• Written problem
Present each line of the listing below as a numbered list, leaving out any blank lines.

• Dataset extract
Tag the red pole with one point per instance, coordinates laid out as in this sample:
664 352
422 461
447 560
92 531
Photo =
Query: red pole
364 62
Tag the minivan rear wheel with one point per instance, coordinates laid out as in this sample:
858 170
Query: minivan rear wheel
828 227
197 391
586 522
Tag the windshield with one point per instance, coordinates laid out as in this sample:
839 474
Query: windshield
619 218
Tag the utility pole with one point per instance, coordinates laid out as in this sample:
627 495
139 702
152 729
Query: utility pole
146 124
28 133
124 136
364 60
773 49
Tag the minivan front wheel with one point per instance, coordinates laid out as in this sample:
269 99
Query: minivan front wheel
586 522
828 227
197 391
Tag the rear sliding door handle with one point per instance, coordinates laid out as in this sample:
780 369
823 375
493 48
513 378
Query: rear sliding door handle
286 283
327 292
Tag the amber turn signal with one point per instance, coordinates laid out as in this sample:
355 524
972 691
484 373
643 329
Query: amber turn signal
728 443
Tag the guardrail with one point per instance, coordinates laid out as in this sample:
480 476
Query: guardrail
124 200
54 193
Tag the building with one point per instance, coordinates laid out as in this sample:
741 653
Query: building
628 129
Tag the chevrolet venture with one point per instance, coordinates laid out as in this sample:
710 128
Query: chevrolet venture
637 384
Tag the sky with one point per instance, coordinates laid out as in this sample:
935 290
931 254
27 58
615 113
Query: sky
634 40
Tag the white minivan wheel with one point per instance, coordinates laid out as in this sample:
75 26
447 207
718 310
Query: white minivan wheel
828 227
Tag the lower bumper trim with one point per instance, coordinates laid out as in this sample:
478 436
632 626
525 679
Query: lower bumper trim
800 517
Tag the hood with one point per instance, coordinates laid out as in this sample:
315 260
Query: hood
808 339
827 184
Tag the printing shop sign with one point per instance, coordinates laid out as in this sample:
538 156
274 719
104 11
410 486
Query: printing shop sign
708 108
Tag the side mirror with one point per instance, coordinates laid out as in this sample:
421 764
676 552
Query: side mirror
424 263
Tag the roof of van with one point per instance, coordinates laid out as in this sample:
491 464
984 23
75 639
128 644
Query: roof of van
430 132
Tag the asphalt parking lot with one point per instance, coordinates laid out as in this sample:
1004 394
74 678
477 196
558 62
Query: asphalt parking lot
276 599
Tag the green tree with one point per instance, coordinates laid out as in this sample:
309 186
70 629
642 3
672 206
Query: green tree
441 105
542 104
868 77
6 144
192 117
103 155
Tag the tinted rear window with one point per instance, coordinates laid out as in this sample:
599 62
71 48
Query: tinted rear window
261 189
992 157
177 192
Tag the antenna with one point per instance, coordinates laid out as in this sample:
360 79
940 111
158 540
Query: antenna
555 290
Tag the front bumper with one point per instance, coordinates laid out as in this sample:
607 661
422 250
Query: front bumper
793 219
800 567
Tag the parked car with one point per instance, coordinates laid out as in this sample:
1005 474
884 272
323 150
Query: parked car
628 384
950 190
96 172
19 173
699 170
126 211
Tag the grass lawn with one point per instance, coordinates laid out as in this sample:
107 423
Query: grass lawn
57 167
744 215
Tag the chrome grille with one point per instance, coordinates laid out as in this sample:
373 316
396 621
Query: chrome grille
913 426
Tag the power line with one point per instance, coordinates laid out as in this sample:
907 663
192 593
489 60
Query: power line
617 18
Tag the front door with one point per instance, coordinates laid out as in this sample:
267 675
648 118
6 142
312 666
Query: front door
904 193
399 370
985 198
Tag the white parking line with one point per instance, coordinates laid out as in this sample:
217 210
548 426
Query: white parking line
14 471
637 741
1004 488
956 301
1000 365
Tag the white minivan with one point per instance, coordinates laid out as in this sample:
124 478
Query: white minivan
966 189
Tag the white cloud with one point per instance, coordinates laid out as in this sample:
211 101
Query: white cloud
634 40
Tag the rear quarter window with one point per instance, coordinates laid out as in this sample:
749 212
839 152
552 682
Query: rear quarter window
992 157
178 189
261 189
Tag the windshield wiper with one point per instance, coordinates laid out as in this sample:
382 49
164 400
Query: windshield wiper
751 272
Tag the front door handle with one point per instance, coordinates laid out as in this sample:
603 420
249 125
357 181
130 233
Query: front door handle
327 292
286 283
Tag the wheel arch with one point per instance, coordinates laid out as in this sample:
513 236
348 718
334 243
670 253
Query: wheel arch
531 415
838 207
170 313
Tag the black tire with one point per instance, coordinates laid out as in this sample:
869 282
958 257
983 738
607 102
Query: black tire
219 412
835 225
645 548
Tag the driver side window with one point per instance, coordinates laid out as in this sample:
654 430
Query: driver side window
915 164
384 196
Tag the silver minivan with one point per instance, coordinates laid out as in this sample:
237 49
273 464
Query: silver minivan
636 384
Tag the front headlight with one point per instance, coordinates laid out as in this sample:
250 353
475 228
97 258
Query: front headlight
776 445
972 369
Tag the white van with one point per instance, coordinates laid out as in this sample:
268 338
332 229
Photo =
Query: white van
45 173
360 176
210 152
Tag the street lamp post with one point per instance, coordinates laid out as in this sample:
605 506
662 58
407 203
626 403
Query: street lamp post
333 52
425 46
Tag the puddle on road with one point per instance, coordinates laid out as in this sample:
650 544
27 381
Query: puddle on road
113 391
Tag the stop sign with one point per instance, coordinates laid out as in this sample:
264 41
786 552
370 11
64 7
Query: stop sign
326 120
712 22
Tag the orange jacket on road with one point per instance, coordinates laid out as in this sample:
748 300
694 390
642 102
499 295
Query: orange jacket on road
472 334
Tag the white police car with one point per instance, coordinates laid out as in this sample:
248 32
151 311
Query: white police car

• Response
1. Tag the red pole with one point per instance, coordinates laid out as in this sample:
2. 664 352
3. 422 461
4. 447 560
5. 92 531
6. Photo =
7. Query: red pole
8. 364 62
9. Tag the minivan rear wheel with one point per instance, coordinates laid out as in this sample:
10. 858 170
11. Query: minivan rear wheel
12. 828 227
13. 197 391
14. 586 522
15. Tag the windshield with one point per instance, coordinates laid out as in this sample:
16. 839 474
17. Query: windshield
18. 619 218
19. Tag the utility pole with one point per instance, coordinates laid out as in this sample:
20. 627 495
21. 139 702
22. 152 729
23. Query: utility pole
24. 146 124
25. 28 133
26. 124 136
27. 364 60
28. 773 49
29. Tag the minivan front wheel with one point per instance, coordinates laid out as in this sample:
30. 269 99
31. Query: minivan front wheel
32. 586 522
33. 828 227
34. 197 391
35. Tag the rear sliding door handle with one point per instance, coordinates laid out as in this sample:
36. 780 369
37. 823 375
38. 493 48
39. 513 378
40. Query: rear sliding door handle
41. 286 283
42. 327 292
43. Tag the amber turn signal with one point per instance, coordinates laid out as in this sample:
44. 355 524
45. 972 691
46. 484 373
47. 643 329
48. Query: amber turn signal
49. 728 443
50. Tag the guardrail with one point per instance, coordinates laid out as in this sample:
51. 480 476
52. Query: guardrail
53. 124 200
54. 54 193
55. Tag the building with one point per instance, coordinates laid out as in this sample:
56. 741 653
57. Query: building
58. 628 129
59. Tag the chevrolet venture with one point per instance, coordinates laid out as in this sample:
60. 710 128
61. Query: chevrolet venture
62. 637 384
63. Tag the sky with one point per instance, coordinates laid out as in this sample:
64. 935 290
65. 931 254
66. 27 58
67. 615 113
68. Query: sky
69. 634 40
70. Tag the white minivan wheel with one point per instance, coordinates laid out as in this sample:
71. 75 26
72. 447 207
73. 718 310
74. Query: white minivan wheel
75. 828 227
76. Tag the lower bumper trim with one point per instance, coordinates laid out as in this sample:
77. 478 436
78. 632 626
79. 525 679
80. Query: lower bumper trim
81. 800 517
82. Tag the hood with one point per instance, coordinates laid out as in this sample:
83. 315 260
84. Query: hood
85. 808 339
86. 827 184
87. Tag the printing shop sign with one point per instance, coordinates laid out as in this sample:
88. 538 156
89. 274 719
90. 104 11
91. 410 486
92. Query: printing shop sign
93. 708 108
94. Tag the side mirror with one point per instance, coordinates laid out as in this sample:
95. 421 764
96. 676 552
97. Query: side mirror
98. 424 263
99. Tag the roof of van with one point per instance, coordinates laid out as in this sample:
100. 491 464
101. 984 23
102. 75 639
103. 128 644
104. Query: roof of van
105. 430 132
106. Tag the asphalt parking lot with one point per instance, coordinates laid out as in this sample:
107. 1004 394
108. 74 678
109. 477 196
110. 558 62
111. Query: asphalt parking lot
112. 276 599
113. Tag the green tree with one point per instance, coordinates laid out as in this sample:
114. 309 186
115. 70 629
116. 642 3
117. 672 206
118. Query: green tree
119. 441 105
120. 542 104
121. 868 77
122. 6 144
123. 192 117
124. 103 155
125. Tag the tinted rear window with one point per instance, coordinates laid out as in this sample:
126. 599 62
127. 71 48
128. Query: tinted rear window
129. 261 189
130. 992 157
131. 177 192
132. Tag the antenna with one point per instance, coordinates laid out as in this sample:
133. 360 79
134. 940 111
135. 158 540
136. Query: antenna
137. 555 290
138. Tag the front bumper with one point per instance, coordinates laid out as in this sample:
139. 607 661
140. 422 250
141. Query: front bumper
142. 793 219
143. 800 567
144. Tag the parked car with one point per instance, coordinates laid out as in this sample:
145. 1005 474
146. 884 272
147. 323 150
148. Query: parked car
149. 628 384
150. 950 190
151. 96 172
152. 19 173
153. 699 170
154. 126 211
155. Tag the grass lawn with one point per instance, coordinates laid out as in this sample:
156. 107 423
157. Query: grass lawn
158. 57 167
159. 744 215
160. Tag the chrome grille with one point per instance, coordinates laid out as in this sample:
161. 373 316
162. 396 621
163. Query: chrome grille
164. 913 426
165. Tag the power line with one point per instance, coordinates laid out as in this sample:
166. 907 663
167. 192 593
168. 489 60
169. Query: power line
170. 617 18
171. Tag the front door with one point per instance, coordinates laid out as in this sample:
172. 267 675
173. 648 118
174. 6 142
175. 312 666
176. Query: front door
177. 904 193
178. 399 370
179. 985 198
180. Tag the white parking line with one point per instance, coordinates laid out as in this sample:
181. 217 210
182. 548 426
183. Query: white parking line
184. 14 471
185. 637 741
186. 1004 488
187. 956 301
188. 1000 365
189. Tag the white minivan with one point per instance, coordinates laid out as in this sample:
190. 124 478
191. Query: white minivan
192. 966 189
193. Tag the white cloud with one point per instance, coordinates laid out as in this sample:
194. 211 101
195. Query: white cloud
196. 634 40
197. Tag the rear quarter window with one point per instance, coordinates laid out as in this sample:
198. 749 212
199. 839 152
200. 552 682
201. Query: rear quarter window
202. 992 157
203. 178 189
204. 261 189
205. Tag the windshield wiper with one point per instance, coordinates laid out as in this sample:
206. 382 49
207. 164 400
208. Query: windshield wiper
209. 751 272
210. Tag the front door handle with one point per instance, coordinates laid out as in this sample:
211. 603 420
212. 249 125
213. 357 181
214. 130 233
215. Query: front door handle
216. 327 292
217. 286 283
218. Tag the wheel arch with one point per instance, coordinates laid out as in this sample:
219. 513 236
220. 348 718
221. 334 243
222. 670 253
223. Query: wheel arch
224. 531 415
225. 838 207
226. 170 313
227. Tag the black tire with one point per instance, coordinates laid out as in this sample:
228. 869 282
229. 958 257
230. 983 738
231. 607 102
232. Query: black tire
233. 219 412
234. 835 225
235. 645 548
236. Tag the driver side window with one point per instance, coordinates laid out as in this sample:
237. 654 430
238. Query: driver side window
239. 915 164
240. 384 196
241. Tag the silver minivan with one point per instance, coordinates laid out as in this sample:
242. 237 49
243. 273 464
244. Query: silver minivan
245. 636 384
246. Tag the front headlight with one point per instance, coordinates laid out as in this sample:
247. 250 353
248. 475 228
249. 97 258
250. Query: front headlight
251. 776 445
252. 972 369
253. Tag the white van with one point per instance, coordinates laid out as in this sample:
254. 268 338
255. 332 229
256. Photo =
257. Query: white van
258. 45 173
259. 360 176
260. 210 152
261. Tag the street lamp post with one point per instance, coordinates laid out as in this sample:
262. 605 506
263. 662 58
264. 407 203
265. 626 403
266. Query: street lamp post
267. 333 52
268. 425 46
269. Tag the puddle on road with one point per instance, coordinates laid out as in this sample:
270. 650 544
271. 27 381
272. Query: puddle on road
273. 113 391
274. Tag the stop sign with one point per instance, coordinates laid out as in this sample:
275. 264 41
276. 786 552
277. 370 11
278. 64 7
279. Query: stop sign
280. 326 120
281. 712 22
282. Tag the orange jacket on road with one point per instance, coordinates laid out as in this sample:
283. 748 300
284. 694 390
285. 642 102
286. 499 295
287. Query: orange jacket on road
288. 472 334
289. Tag the white police car with one point per instance, coordinates laid out as in this sample:
290. 248 32
291. 151 311
292. Query: white police car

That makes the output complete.